# What the task requires
Please return only the lines from the one with "For this drill the class indicates the yellow flower" through the final line of the data, unchanged, with pictures omitted.

Photo-based referring expression data:
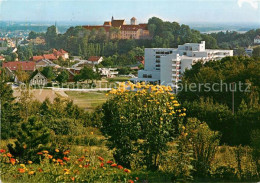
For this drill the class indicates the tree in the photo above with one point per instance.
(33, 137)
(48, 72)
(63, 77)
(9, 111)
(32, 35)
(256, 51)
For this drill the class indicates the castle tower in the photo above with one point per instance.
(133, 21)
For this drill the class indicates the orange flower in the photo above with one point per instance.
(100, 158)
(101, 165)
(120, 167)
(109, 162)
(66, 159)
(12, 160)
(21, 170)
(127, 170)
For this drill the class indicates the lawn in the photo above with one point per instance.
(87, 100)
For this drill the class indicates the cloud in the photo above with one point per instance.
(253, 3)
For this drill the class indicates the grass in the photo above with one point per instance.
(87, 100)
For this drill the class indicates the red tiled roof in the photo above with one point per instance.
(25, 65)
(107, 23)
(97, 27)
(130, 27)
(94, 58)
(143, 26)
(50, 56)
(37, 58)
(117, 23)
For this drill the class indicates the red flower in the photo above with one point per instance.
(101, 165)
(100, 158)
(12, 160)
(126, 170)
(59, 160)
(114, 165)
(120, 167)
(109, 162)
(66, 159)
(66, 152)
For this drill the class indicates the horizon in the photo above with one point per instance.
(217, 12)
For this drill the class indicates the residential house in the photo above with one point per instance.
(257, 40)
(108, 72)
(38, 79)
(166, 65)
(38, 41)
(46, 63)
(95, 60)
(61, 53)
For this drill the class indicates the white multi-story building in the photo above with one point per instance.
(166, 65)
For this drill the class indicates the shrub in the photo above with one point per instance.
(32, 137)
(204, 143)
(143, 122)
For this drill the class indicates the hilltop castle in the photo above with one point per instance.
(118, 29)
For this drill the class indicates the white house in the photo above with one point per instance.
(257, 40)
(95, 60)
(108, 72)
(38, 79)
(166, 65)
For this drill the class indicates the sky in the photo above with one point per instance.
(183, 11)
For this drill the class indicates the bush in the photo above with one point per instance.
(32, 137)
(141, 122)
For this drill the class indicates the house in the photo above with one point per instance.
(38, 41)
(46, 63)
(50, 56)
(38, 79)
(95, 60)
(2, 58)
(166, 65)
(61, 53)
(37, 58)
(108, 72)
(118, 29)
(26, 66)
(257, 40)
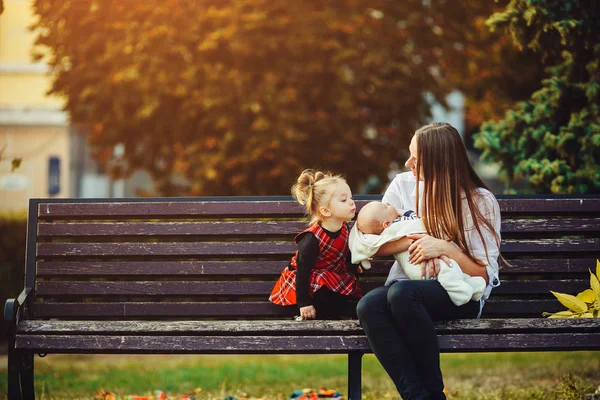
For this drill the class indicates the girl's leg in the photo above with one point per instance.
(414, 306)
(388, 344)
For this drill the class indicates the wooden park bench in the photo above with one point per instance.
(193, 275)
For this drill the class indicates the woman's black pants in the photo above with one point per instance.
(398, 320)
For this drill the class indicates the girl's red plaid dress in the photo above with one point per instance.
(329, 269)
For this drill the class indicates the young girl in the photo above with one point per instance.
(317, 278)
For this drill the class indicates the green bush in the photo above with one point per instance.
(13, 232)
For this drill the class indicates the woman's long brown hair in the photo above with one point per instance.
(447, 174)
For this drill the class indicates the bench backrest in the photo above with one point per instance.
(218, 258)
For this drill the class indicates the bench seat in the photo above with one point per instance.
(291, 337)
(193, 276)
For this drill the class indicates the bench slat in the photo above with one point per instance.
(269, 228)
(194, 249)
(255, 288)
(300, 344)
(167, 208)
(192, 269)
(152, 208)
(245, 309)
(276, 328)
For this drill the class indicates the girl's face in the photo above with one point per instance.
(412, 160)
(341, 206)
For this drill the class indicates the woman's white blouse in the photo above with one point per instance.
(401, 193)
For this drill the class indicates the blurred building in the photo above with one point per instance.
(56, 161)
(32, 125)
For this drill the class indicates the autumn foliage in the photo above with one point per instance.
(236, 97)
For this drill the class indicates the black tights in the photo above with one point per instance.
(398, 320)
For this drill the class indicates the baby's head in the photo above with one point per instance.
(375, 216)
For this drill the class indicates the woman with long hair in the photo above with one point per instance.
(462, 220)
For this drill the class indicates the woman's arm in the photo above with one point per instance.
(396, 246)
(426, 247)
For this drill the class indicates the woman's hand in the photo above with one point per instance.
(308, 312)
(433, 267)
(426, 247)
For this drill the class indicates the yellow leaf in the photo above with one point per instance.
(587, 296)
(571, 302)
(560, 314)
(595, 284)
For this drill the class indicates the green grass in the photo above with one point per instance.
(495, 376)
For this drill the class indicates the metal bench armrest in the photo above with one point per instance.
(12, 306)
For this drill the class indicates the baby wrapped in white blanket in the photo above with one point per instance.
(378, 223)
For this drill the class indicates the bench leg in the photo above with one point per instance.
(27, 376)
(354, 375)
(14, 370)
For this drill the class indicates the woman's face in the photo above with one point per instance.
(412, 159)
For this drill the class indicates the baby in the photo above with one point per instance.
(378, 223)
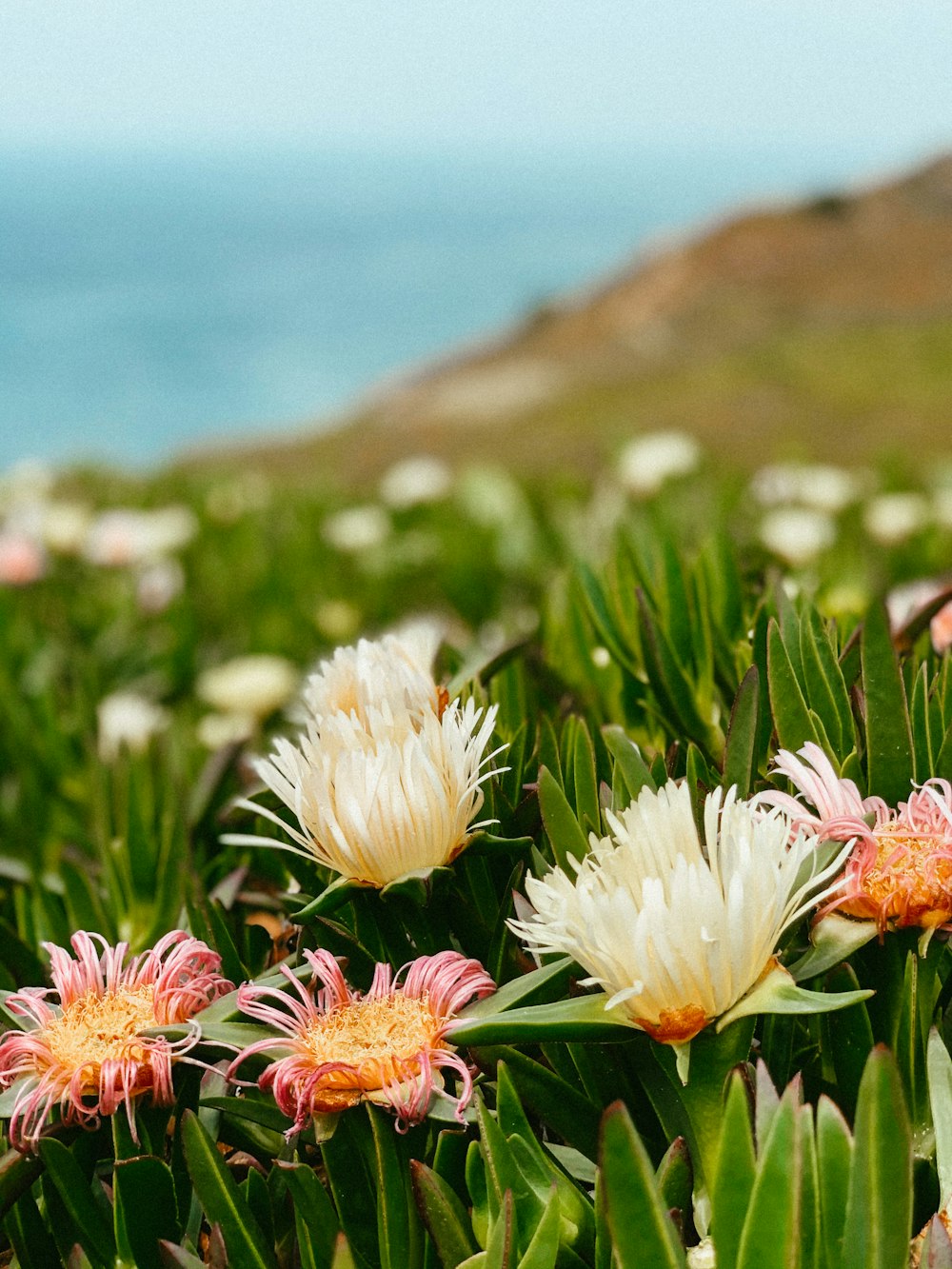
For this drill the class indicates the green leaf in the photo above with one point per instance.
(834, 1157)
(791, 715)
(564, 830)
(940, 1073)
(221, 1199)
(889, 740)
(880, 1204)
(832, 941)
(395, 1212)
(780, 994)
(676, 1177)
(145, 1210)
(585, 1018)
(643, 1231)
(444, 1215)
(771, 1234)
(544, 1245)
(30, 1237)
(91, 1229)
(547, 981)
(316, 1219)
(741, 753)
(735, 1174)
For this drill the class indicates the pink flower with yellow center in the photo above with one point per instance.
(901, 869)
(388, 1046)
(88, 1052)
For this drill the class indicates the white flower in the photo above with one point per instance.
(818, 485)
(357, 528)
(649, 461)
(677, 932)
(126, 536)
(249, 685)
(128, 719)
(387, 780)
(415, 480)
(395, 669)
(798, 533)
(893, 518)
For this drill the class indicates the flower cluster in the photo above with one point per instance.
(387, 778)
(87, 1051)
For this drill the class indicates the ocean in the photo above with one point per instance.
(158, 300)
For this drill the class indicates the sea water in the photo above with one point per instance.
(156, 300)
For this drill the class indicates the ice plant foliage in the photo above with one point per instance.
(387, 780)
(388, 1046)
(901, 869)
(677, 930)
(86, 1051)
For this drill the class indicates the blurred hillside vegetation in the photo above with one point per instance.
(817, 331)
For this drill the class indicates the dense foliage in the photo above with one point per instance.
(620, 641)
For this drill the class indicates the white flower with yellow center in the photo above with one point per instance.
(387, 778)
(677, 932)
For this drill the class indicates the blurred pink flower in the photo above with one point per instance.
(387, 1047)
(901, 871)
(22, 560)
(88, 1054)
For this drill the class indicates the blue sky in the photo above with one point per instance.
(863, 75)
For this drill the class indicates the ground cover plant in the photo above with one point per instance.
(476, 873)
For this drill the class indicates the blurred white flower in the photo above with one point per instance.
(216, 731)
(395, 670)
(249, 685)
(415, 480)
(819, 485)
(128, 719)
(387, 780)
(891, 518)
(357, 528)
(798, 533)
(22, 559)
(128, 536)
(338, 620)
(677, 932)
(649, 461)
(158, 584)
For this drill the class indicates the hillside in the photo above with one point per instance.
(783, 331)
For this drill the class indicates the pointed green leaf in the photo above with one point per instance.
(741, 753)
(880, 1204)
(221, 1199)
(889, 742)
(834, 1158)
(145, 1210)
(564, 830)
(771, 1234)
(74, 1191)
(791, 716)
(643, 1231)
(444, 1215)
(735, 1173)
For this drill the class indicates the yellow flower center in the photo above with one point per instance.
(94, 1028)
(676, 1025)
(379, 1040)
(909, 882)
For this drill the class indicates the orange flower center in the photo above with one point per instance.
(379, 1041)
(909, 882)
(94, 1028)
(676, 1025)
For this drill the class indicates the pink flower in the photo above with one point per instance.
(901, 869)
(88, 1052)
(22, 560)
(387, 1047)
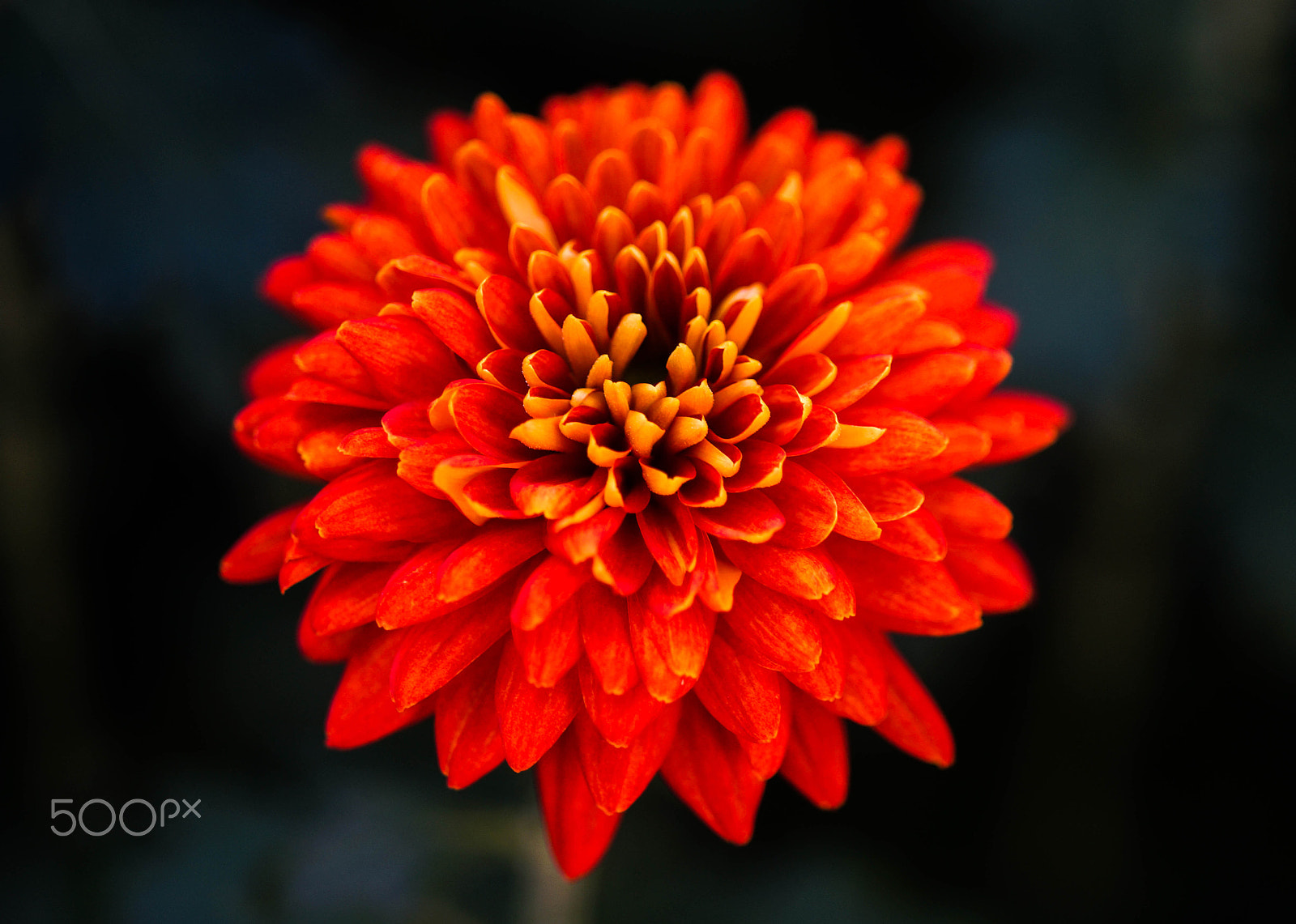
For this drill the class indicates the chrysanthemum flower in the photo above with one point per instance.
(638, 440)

# Solution for this task
For this drill the class indicates the yellow flower center in the photo above with one point per instance.
(94, 1028)
(676, 1025)
(379, 1040)
(909, 882)
For this drill the class indicates the orange flower center in the photo above with one point per instance.
(379, 1041)
(909, 882)
(94, 1028)
(676, 1025)
For this drill the class indicates the pink flower in the photo above with one point per instance.
(901, 869)
(88, 1052)
(22, 560)
(387, 1047)
For this drill the class indicates the chrysanthemum flower in the photo above with one point per instance.
(638, 440)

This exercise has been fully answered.